(Dataset excerpts)
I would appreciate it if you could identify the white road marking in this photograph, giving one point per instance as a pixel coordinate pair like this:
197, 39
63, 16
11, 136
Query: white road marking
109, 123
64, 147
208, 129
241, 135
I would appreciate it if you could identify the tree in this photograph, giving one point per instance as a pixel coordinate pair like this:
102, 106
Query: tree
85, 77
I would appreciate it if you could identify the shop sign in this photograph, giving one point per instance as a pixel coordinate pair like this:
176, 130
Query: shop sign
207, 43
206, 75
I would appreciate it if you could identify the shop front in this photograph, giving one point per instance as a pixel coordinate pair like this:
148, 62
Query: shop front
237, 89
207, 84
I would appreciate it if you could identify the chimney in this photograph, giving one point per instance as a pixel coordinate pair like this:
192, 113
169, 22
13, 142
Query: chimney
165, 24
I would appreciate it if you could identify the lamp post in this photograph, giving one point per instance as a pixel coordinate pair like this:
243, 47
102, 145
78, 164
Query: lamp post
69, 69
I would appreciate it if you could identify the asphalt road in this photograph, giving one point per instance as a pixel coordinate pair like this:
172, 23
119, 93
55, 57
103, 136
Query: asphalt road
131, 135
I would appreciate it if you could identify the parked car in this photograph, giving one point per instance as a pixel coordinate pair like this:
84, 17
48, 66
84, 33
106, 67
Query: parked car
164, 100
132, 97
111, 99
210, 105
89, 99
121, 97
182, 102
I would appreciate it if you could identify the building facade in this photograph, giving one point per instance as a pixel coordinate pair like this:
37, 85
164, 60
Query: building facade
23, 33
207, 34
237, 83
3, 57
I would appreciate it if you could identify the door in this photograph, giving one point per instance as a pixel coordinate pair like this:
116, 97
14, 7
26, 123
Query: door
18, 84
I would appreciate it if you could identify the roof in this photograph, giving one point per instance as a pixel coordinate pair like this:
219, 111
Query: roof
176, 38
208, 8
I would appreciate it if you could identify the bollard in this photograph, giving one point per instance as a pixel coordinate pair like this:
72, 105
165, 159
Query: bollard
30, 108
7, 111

**Prompt**
Print out each line of the data exactly.

**Response to the exercise**
I would appreciate it if you could identify the white road marking in this photograph, giving one point per instance as a pixel coordinate pair like this:
197, 39
63, 16
11, 136
Query: white road marking
109, 123
64, 147
208, 129
241, 135
I would appreciate it if you could identify the tree in this photograph, giving one point per instance as a pixel coordinate pair like this:
102, 106
Query: tree
85, 77
I would appreciate it if you could identify the shop sign in this photograph, giving one point per instance as a pixel coordinate pair like this:
176, 130
Query: shop sign
207, 43
206, 75
I would appreciate it if you could identify the shop front in this photograph, giving one point per instance as a pixel coordinate pair like this:
148, 62
Query: shop front
237, 89
207, 84
I would appreciate it if you could identify the chimney in this photograph, giving one point per instance as a pixel coordinate pair like this:
192, 113
169, 22
13, 142
Query: chimney
165, 24
I would appreciate it if you could identify the lamp post in this photograph, giving one point per instance as a pixel coordinate pair like this:
243, 47
102, 145
78, 164
Query: lamp post
69, 69
I would appreciate it if you could identify the asphalt road in this photograph, giving one point per instance as a pixel coordinate pair like this:
172, 23
119, 93
55, 57
103, 136
Query: asphalt road
131, 135
I would appreciate it if you could identify the parked car in this photograph, giving one point per instance as a pixel coordinate pair like this:
84, 17
48, 66
84, 33
106, 67
Query: parked car
164, 100
132, 97
111, 99
210, 105
89, 99
121, 97
182, 102
I would appreciate it if you could identify the building facade in this photograph, giving one point per instance as a pixel coordinate pair like this:
37, 85
164, 60
Query: building facade
23, 33
207, 34
237, 83
3, 57
I would appreciate it if you could identify the door in this photograph, giving one point per instance as a pixel coordinate pair like this:
116, 97
14, 7
26, 123
Query: door
18, 84
I would appreciate it if you could identify the roof in this photograph, giving one point per instance as a pixel coordinate pair like this:
219, 111
Query: roof
176, 38
208, 8
I would appreciate it if you could identify the bollard in this photograph, giving one point per instance as a pixel coordinate pair like this:
72, 105
165, 159
Query: bollard
30, 108
7, 111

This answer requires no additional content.